:: Objectifs ::
- A) Les affirmations suivantes concordent-elles avec le texte sur la grande mobilité ? (i) La confrontation sans préparation préalable découle souvent d’une contrainte économique. (ii) La grande mobilité est toujours associée à la réussite professionnelle. (iii) En Espagne, la grande mobilité a des effets positifs sur l’évolution professionnelle. Répondez à chacune par oui ou non, en citant mot pour mot les mots décisifs du texte.
- B) D’après le texte sur la grande mobilité, pourquoi les personnes interrogées perçoivent-elles l’expérience de la mobilité avant l’entrée sur le marché du travail comme un test ? Répondez en une à trois phrases.
━━━━━ Texte cité
Les auteurs distinguent aussi l’apprentissage de la grande mobilité avant l’entrée sur le marché de l’emploi, de la confrontation subite sans préparation préalable. L’expérience avant l’entrée sur le marché du travail est ainsi perçue par les personnes interrogées comme un test qui leur permet de s’assurer qu’ils sont capables de se recréer ou de maintenir des réseaux notamment amicaux. La confrontation sans préparation préalable est souvent la conséquence d’une contrainte économique. Les témoignages permettent ainsi d’appréhender la complexité des trajectoires et des ressentis, qui va de la continuité d’un mode de vie toujours expérimenté au rejet total. Les auteurs mettent aussi en avant les différentes compétences que permettent d’acquérir les expériences de grande mobilité – comme, par exemple, être « à l’aise dans des lieux inconnus » (p. 61) ou encore la « gestion des liens sociaux et amicaux » (p. 66).

Les auteurs identifient finalement quatre types de personnes en fonction de la place de la mobilité dans leur trajectoire de vie : les personnes connaissant une « mobilité en début et parfois en fin de carrière », celles avec une « mobilité précoce et courte », celles avec une « mobilité longue » et enfin, les personnes vivant une « pendularité quotidienne continue » (p. 78). Les catégories « mobilité longue » et « pendularité quotidienne » regroupent des personnes ayant choisi un métier impliquant des déplacements et vivant la grande mobilité de manière positive. La mobilité peut, en effet, être perçue de façon positive et être valorisée. Cependant, la grande mobilité n’est pas toujours associée à la réussite professionnelle : des personnes plus précaires identifiées par des bas salaires, l’enchaînement des CDD, subissant la grande mobilité par nécessité économique se trouvent également dans les groupes « mobilité longue » et « pendularité quotidienne » (p. 84). Sur ce point, on note des nuances entre les pays. Si la grande mobilité est plutôt associée à une précarité professionnelle en Espagne, ses effets sont positifs sur l’évolution professionnelle en Suisse ou, pour les femmes, en France (p. 89). À la lumière d’analyses portant sur l’arrivée d’un enfant ou sur la rupture conjugale, les auteurs mettent en évidence les liens entre l’évolution des pratiques de grandes mobilités et la vie privée, ici encore variant selon le pays de résidence. La France semble davantage faciliter la conciliation de la grande mobilité et de la maternité que l’Allemagne, l’Espagne ou la Suisse (p. 151).
━━━━━━━━━━
━━━━━ Enregistrements
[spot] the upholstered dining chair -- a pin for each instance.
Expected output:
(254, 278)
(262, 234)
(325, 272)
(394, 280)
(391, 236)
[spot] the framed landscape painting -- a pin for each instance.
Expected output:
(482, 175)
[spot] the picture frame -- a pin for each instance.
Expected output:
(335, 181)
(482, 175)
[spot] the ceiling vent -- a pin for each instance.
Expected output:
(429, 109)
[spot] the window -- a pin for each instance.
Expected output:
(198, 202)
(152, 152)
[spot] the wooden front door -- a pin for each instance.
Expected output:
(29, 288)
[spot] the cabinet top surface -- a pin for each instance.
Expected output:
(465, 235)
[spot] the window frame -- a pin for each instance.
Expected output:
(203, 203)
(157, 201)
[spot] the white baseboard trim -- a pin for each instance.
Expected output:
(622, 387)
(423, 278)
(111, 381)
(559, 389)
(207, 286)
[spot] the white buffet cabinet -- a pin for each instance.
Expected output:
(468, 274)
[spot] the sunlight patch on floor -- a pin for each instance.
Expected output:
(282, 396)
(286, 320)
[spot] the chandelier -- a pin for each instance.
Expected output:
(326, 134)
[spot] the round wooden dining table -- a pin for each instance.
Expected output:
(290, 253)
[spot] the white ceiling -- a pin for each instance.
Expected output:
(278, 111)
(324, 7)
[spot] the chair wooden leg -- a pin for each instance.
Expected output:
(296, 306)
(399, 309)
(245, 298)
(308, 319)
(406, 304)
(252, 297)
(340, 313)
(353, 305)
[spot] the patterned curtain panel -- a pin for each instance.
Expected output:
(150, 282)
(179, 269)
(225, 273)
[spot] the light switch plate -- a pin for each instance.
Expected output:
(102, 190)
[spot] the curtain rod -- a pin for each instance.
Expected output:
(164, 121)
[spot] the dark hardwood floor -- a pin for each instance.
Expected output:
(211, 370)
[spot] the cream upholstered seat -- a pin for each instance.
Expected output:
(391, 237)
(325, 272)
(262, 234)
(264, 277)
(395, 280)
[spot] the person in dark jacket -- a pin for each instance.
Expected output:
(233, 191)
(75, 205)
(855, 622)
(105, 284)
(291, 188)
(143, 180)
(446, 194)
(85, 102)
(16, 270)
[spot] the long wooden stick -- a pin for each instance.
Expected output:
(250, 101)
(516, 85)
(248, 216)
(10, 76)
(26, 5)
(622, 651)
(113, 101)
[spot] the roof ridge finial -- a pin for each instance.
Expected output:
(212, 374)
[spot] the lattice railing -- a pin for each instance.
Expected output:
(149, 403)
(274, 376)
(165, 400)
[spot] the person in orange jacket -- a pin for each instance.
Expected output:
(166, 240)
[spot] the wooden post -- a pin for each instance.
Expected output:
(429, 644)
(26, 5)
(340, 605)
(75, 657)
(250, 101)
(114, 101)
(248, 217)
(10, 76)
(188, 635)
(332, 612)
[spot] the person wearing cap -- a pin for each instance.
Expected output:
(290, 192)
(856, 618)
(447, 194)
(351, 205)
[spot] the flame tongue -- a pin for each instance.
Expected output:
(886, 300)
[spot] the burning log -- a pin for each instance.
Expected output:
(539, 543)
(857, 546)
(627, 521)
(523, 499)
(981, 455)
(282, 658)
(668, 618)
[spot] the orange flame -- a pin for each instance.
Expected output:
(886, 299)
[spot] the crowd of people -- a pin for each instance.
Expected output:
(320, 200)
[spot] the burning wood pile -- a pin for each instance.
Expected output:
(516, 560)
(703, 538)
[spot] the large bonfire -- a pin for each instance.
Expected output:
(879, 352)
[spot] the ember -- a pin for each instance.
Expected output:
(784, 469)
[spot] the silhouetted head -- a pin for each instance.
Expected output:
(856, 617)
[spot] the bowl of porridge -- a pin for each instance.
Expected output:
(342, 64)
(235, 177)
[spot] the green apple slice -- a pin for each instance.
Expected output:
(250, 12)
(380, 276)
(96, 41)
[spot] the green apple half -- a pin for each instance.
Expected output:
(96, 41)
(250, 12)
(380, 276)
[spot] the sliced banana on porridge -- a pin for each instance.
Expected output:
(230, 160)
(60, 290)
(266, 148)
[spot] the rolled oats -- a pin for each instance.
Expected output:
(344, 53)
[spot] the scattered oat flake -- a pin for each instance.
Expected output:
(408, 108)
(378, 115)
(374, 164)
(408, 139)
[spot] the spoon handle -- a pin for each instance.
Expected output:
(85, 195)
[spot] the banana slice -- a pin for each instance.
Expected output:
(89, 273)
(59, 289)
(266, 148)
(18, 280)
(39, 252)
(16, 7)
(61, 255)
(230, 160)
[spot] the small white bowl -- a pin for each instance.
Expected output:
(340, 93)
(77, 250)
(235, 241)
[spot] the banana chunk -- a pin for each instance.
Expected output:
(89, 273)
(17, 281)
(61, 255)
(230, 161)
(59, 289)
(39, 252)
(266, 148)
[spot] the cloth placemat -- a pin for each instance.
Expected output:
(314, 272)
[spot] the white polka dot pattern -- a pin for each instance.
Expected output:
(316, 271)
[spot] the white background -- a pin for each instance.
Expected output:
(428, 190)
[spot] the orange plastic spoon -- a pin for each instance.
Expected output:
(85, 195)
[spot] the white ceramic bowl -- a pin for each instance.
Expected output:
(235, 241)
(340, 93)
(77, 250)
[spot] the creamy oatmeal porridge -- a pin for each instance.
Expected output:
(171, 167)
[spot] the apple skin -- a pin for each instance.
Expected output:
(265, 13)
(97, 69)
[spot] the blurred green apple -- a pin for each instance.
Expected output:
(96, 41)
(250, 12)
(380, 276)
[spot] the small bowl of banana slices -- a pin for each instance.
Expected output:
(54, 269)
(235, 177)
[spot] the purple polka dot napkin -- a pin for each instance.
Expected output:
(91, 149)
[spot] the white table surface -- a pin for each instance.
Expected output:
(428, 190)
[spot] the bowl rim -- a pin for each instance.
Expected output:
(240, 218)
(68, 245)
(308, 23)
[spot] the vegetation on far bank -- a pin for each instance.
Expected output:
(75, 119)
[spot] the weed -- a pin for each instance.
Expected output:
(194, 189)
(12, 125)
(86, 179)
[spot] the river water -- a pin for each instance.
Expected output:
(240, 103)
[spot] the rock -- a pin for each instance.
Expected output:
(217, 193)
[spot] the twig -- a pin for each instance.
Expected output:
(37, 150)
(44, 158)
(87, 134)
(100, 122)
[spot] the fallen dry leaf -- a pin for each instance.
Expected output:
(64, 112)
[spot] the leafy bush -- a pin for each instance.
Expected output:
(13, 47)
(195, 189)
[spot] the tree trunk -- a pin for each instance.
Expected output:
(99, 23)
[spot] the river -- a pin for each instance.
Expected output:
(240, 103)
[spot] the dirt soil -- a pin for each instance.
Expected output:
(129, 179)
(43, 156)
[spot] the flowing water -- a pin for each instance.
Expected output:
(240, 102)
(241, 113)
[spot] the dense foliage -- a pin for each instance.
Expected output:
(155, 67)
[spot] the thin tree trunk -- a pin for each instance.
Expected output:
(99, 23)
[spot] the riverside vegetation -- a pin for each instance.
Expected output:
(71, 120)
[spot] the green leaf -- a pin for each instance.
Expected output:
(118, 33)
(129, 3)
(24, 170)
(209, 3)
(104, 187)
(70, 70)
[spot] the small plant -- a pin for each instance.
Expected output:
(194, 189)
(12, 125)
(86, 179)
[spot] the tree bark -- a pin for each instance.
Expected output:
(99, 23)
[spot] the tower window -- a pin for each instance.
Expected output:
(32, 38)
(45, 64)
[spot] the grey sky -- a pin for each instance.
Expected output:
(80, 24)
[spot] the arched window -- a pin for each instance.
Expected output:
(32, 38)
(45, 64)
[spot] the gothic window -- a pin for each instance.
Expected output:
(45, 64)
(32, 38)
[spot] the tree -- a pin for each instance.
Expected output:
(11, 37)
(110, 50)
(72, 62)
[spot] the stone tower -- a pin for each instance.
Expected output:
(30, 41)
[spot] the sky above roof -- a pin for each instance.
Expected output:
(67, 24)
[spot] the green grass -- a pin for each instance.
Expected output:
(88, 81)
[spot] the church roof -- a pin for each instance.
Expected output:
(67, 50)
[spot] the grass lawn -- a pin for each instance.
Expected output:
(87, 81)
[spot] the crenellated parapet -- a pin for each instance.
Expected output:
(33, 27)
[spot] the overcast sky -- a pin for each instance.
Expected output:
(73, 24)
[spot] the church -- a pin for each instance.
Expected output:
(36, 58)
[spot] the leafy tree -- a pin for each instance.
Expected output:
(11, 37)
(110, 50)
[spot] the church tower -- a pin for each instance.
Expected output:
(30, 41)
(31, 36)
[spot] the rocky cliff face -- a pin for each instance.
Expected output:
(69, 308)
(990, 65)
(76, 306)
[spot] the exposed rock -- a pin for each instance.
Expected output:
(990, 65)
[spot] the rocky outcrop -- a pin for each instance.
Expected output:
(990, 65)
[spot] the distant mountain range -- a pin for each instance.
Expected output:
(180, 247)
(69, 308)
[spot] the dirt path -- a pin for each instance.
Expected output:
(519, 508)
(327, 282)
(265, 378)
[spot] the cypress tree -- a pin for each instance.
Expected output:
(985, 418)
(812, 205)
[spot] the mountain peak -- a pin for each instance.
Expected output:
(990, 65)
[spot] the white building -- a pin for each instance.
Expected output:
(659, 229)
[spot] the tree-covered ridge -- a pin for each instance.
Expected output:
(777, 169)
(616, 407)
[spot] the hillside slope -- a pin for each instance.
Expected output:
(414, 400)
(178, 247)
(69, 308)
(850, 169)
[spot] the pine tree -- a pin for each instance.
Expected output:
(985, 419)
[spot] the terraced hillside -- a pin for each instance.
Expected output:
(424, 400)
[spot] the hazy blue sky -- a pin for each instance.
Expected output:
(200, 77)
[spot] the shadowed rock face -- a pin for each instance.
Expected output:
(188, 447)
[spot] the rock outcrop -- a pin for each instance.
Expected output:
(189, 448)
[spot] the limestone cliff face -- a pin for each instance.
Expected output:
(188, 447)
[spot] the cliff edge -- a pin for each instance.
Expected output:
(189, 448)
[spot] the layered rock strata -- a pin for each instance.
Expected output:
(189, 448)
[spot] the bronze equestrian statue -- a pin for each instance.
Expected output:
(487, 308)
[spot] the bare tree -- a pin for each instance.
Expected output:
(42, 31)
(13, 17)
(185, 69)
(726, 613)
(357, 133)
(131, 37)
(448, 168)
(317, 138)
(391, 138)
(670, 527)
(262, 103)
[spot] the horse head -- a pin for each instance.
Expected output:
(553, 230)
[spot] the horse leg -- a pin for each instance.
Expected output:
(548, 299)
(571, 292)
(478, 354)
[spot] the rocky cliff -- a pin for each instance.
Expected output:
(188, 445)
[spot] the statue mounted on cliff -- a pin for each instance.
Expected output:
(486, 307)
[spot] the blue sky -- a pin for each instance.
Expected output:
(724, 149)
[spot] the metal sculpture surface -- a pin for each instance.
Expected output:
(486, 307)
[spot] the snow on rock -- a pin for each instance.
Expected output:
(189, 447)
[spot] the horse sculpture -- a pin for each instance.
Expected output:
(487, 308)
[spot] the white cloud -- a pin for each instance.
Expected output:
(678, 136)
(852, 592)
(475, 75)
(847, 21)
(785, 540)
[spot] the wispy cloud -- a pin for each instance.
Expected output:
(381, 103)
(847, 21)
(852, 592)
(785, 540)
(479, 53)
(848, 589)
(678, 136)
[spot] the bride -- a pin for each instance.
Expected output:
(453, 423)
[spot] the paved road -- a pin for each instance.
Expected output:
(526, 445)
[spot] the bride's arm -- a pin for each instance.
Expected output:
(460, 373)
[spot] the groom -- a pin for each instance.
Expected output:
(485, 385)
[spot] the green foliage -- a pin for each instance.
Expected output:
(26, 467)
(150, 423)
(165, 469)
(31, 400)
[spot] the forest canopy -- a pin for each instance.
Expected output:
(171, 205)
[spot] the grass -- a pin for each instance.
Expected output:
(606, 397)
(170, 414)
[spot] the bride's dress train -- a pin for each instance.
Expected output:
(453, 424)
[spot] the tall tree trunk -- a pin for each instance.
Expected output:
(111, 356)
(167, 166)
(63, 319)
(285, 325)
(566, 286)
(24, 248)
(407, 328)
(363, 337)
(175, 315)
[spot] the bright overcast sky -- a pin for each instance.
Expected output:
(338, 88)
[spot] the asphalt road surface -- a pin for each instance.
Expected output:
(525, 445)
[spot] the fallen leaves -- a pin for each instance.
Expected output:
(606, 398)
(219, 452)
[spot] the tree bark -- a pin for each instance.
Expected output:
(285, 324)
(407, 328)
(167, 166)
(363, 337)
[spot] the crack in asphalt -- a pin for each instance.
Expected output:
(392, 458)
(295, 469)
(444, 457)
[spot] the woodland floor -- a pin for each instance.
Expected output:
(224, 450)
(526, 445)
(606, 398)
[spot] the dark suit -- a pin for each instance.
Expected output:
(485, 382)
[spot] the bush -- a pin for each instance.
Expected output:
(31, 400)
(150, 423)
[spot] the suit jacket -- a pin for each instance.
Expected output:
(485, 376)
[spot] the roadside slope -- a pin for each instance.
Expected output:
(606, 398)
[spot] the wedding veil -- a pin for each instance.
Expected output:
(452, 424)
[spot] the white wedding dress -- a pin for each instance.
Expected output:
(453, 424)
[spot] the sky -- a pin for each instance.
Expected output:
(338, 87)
━━━━━━━━━━
:: Réponses par tâche ::
- A)
(i) Oui : « La confrontation sans préparation préalable est souvent la conséquence d’une contrainte économique. »
(ii) Non : « la grande mobilité n’est pas toujours associée à la réussite professionnelle »
(iii) Non : « Si la grande mobilité est plutôt associée à une précarité professionnelle en Espagne »

- B) Elles la perçoivent comme un test parce que cette expérience leur permet de s’assurer qu’elles sont capables de se recréer ou de maintenir des réseaux, notamment amicaux.